======== Available records

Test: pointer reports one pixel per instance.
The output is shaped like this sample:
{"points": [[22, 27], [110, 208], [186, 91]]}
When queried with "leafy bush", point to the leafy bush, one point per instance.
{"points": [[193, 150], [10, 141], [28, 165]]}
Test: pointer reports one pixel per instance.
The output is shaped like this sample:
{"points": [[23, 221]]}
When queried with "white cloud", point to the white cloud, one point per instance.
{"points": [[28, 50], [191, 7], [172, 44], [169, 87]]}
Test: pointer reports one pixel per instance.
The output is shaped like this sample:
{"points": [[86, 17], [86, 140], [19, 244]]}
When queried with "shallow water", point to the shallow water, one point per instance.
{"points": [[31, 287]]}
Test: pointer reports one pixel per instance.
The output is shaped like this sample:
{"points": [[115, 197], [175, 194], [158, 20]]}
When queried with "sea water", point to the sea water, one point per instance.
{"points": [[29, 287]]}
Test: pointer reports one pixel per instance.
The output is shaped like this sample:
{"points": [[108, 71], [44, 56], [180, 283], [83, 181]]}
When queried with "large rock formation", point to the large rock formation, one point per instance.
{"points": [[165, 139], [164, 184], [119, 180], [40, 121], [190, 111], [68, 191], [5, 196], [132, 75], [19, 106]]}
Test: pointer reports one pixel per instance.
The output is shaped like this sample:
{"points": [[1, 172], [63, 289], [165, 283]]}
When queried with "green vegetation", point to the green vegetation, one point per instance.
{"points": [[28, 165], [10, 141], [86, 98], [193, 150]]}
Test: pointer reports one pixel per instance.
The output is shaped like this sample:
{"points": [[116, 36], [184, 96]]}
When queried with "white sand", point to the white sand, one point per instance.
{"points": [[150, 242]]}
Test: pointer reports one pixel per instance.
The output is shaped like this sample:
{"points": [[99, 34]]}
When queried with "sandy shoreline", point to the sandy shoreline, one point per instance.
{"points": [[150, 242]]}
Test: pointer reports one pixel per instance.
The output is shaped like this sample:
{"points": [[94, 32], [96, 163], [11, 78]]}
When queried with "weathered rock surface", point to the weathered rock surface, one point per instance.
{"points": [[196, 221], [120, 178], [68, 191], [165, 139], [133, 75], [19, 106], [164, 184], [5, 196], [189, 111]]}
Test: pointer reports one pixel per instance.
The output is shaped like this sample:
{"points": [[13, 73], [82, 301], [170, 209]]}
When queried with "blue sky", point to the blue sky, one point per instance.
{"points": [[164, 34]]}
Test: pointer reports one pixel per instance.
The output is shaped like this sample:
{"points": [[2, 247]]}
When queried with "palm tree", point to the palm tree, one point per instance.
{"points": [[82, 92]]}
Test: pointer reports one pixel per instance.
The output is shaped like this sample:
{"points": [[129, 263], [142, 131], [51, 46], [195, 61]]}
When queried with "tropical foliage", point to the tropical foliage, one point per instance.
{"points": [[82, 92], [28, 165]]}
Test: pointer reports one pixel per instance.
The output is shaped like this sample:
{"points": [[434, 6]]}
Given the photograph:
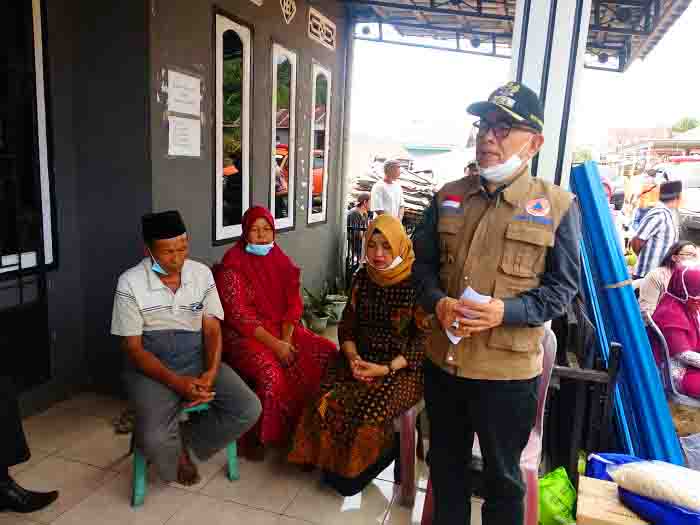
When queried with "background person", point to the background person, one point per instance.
{"points": [[515, 238], [167, 312], [387, 195], [677, 317], [348, 431], [658, 230], [654, 284], [13, 451], [263, 337], [358, 215]]}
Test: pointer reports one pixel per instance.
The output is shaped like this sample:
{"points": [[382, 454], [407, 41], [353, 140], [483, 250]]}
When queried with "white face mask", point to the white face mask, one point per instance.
{"points": [[501, 173], [398, 260]]}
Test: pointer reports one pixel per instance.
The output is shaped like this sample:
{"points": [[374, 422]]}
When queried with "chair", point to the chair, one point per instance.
{"points": [[530, 459], [405, 469], [139, 481], [673, 394]]}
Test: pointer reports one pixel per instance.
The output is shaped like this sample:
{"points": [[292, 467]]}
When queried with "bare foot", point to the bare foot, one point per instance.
{"points": [[187, 473]]}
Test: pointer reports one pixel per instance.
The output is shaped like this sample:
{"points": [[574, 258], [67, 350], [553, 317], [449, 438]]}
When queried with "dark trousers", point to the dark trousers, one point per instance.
{"points": [[501, 414], [13, 445]]}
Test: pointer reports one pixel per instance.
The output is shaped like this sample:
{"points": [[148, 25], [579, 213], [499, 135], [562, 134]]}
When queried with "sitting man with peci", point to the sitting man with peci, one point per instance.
{"points": [[168, 313]]}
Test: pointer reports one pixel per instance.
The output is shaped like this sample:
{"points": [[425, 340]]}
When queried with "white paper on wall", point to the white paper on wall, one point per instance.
{"points": [[184, 93], [184, 136]]}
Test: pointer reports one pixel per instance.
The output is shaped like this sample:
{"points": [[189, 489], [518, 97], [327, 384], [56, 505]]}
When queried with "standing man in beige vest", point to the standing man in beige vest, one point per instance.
{"points": [[513, 239]]}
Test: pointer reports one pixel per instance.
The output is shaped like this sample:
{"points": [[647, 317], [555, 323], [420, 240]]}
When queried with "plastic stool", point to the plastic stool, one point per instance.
{"points": [[138, 486]]}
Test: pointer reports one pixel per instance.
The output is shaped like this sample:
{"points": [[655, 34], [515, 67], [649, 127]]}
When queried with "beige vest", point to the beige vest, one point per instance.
{"points": [[498, 247]]}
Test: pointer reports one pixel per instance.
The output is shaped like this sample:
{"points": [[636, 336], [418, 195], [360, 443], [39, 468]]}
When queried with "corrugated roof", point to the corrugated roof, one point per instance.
{"points": [[620, 30]]}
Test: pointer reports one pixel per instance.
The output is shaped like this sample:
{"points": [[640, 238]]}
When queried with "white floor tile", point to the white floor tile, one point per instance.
{"points": [[37, 457], [322, 505], [74, 481], [92, 404], [218, 512], [399, 515], [111, 505], [422, 472], [215, 466], [58, 429], [7, 518], [101, 448], [270, 485], [286, 520]]}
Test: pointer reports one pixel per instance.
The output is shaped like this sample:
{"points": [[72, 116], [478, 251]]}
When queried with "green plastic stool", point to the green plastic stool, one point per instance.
{"points": [[138, 486]]}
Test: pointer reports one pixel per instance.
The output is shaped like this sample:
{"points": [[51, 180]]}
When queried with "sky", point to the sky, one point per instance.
{"points": [[416, 95]]}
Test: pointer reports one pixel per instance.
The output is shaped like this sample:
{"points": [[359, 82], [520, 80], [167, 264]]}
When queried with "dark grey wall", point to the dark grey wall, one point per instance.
{"points": [[181, 37], [112, 151]]}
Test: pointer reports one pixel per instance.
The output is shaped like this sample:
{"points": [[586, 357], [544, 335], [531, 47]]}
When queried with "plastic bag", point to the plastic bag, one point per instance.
{"points": [[556, 498], [691, 447], [660, 481], [656, 512]]}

================

What to produce:
Return the lines above exactly; the images are not part of the copy.

Worked solution:
Test: pointer reports one pixel per instance.
The output is shaped like this sample:
{"points": [[22, 27], [110, 208], [186, 91]]}
When queried with "leafy bush", point to the leafy bush, one point per instance.
{"points": [[193, 150], [10, 141], [28, 165]]}
Test: pointer reports one pixel per instance.
The output is shaped like this sample:
{"points": [[23, 221]]}
When queried with "white cloud", point to the white cloud, one point per instance.
{"points": [[28, 50], [191, 7], [172, 44], [169, 87]]}
Test: pointer reports one pixel per instance.
The output is shaped like this sample:
{"points": [[86, 17], [86, 140], [19, 244]]}
When queried with "shallow water", point to the shallow water, one point per instance.
{"points": [[31, 287]]}
Test: pointer reports one pixel per instance.
The output is shaped like this sample:
{"points": [[115, 197], [175, 194], [158, 20]]}
When queried with "sea water", point to the sea water, one point per instance.
{"points": [[29, 287]]}
Test: pointer reports one pixel per instance.
The output is shaped like this sample:
{"points": [[108, 71], [44, 56], [180, 283], [83, 181]]}
When queried with "large rock formation", point to the large rock formation, one point per instance.
{"points": [[165, 139], [164, 184], [119, 180], [40, 121], [190, 111], [68, 191], [5, 196], [132, 75], [19, 106]]}
Test: pointer reports one pixel per instance.
The output is shaped like this sample:
{"points": [[1, 172], [63, 289], [165, 283]]}
When queried with "green vegetation", point to the green vegetation, one point per instance.
{"points": [[28, 165], [10, 141], [86, 98], [193, 150]]}
Test: pointer reports one pixel per instance.
The output is shaped like this sample:
{"points": [[116, 36], [184, 96]]}
When queried with "white sand", point to the white sand, one point per instance.
{"points": [[150, 242]]}
Test: pointer reports one pixel per instance.
The output is shaped like this sample:
{"points": [[99, 34]]}
When queried with "sandy shoreline", point to the sandy shoreline, one point per instance.
{"points": [[150, 242]]}
Test: pointer reports one pixel per instance.
The output is shaped like this sample:
{"points": [[94, 32], [96, 163], [11, 78]]}
When queried with "weathered rock surface", point to the weathered rock surface, one point per instance.
{"points": [[196, 221], [120, 178], [68, 191], [165, 139], [133, 75], [19, 106], [164, 184], [5, 196], [189, 111]]}
Test: pointer reports one pixel per instance.
The output is shaped like this sample:
{"points": [[13, 73], [82, 301], [170, 209]]}
When queried with "blue sky", point to the blue sky, one point per instance.
{"points": [[164, 34]]}
Test: pointer reports one pixel per instance.
The output is shaped like this sample:
{"points": [[2, 247]]}
When queried with "palm tree", point to the palm tree, one point per instance.
{"points": [[82, 92]]}
Test: pointer reports one pixel per instance.
The output is shaped like this sample:
{"points": [[129, 263], [142, 131], [51, 46], [195, 61]]}
When queried with "tropical foliage", point to the tropical foliage, one point per instance.
{"points": [[82, 92], [28, 165]]}
Test: pointer reports one pixel per instance.
The output is shaped like this sample:
{"points": [[434, 6]]}
Given the photograph:
When queried with "background person", point to the background person, one point per instance.
{"points": [[515, 238], [167, 312], [387, 195], [677, 317], [348, 431], [658, 230], [654, 284], [13, 451], [263, 337], [358, 215]]}
Test: pointer reports one pixel per instance.
The output is shaped like this sample:
{"points": [[382, 454], [407, 41], [353, 140], [483, 250]]}
When queried with "white face mask", point to the white face mask, one point per instance.
{"points": [[501, 173], [398, 260]]}
Test: pointer reports one pixel per instance.
The output is shaped like this sample:
{"points": [[374, 422]]}
When queried with "chair", point to the chair, one point per instance.
{"points": [[530, 459], [405, 469], [139, 481], [673, 394]]}
Test: pointer reports one pixel per instance.
The output is shaped like this sample:
{"points": [[292, 467]]}
When queried with "bare foot", point to the bare foot, one point per instance.
{"points": [[187, 473]]}
Test: pointer reports one pixel per instance.
The output is shaped like this sample:
{"points": [[574, 258], [67, 350], [553, 317], [449, 438]]}
When queried with "dark trousers", point to the dark trousers, one point per instance.
{"points": [[501, 414], [13, 445]]}
Test: pointer reports one pixel per instance.
The output is shaped like this sample:
{"points": [[148, 25], [579, 213], [499, 135], [562, 134]]}
When queried with "sitting man with peci", point to the sitting man with peci, one point per instance.
{"points": [[168, 313]]}
Test: pointer reports one pixel per instance.
The output is shaped like this sample:
{"points": [[425, 340]]}
When queried with "white paper on wall", point to the white paper on wall, one point per instance.
{"points": [[184, 93], [184, 136]]}
Test: pointer reports one pixel per instance.
The output is shaped like this sample:
{"points": [[189, 489], [518, 97], [327, 384], [56, 505]]}
When queried with "standing man in beige vest", point to the standing man in beige vest, one point per instance.
{"points": [[513, 239]]}
Test: pointer reports one pixel per instance.
The output is shaped like this sample:
{"points": [[647, 317], [555, 323], [420, 240]]}
When queried with "plastic stool", point to the plastic stool, one point per instance.
{"points": [[138, 486]]}
Test: pointer reports one pixel per instance.
The output is shaped like this sample:
{"points": [[655, 34], [515, 67], [649, 127]]}
When queried with "beige vest", point to the beige vest, one point per instance.
{"points": [[498, 247]]}
Test: pointer reports one pixel per instance.
The output is shaped like this sample:
{"points": [[636, 336], [418, 195], [360, 443], [39, 468]]}
When queried with "corrugated roof", point to the corrugated roof, one point per instance.
{"points": [[620, 30]]}
Test: pointer reports one pixel per instance.
The output is shaped like this sample:
{"points": [[640, 238]]}
When queried with "white floor tile", point to the white floor tile, one point per instance.
{"points": [[37, 457], [322, 505], [74, 481], [92, 404], [218, 512], [399, 515], [111, 505], [422, 472], [215, 466], [58, 429], [7, 518], [101, 448], [270, 485], [286, 520]]}
Test: pointer reports one pixel per instance.
The output is shaped like this sample:
{"points": [[72, 116], [478, 251]]}
When queried with "green plastic stool", point to the green plastic stool, one point per instance.
{"points": [[138, 486]]}
Test: pointer reports one pixel per instance.
The output is shaped like this sample:
{"points": [[51, 180]]}
When queried with "sky", point to the sky, one point per instance.
{"points": [[416, 95]]}
Test: pointer reports one pixel per instance.
The output is shaped like this sample:
{"points": [[359, 82], [520, 80], [167, 264]]}
When queried with "dark grey wall", point to the dark grey wall, one point per instance.
{"points": [[181, 37], [112, 151]]}
Test: pointer reports one pixel per instance.
The output is shaped like this sample:
{"points": [[586, 357], [544, 335], [531, 47]]}
When queried with "plastic bag", point to the plastic bag, one point per instance.
{"points": [[556, 498], [691, 447], [660, 481], [656, 512]]}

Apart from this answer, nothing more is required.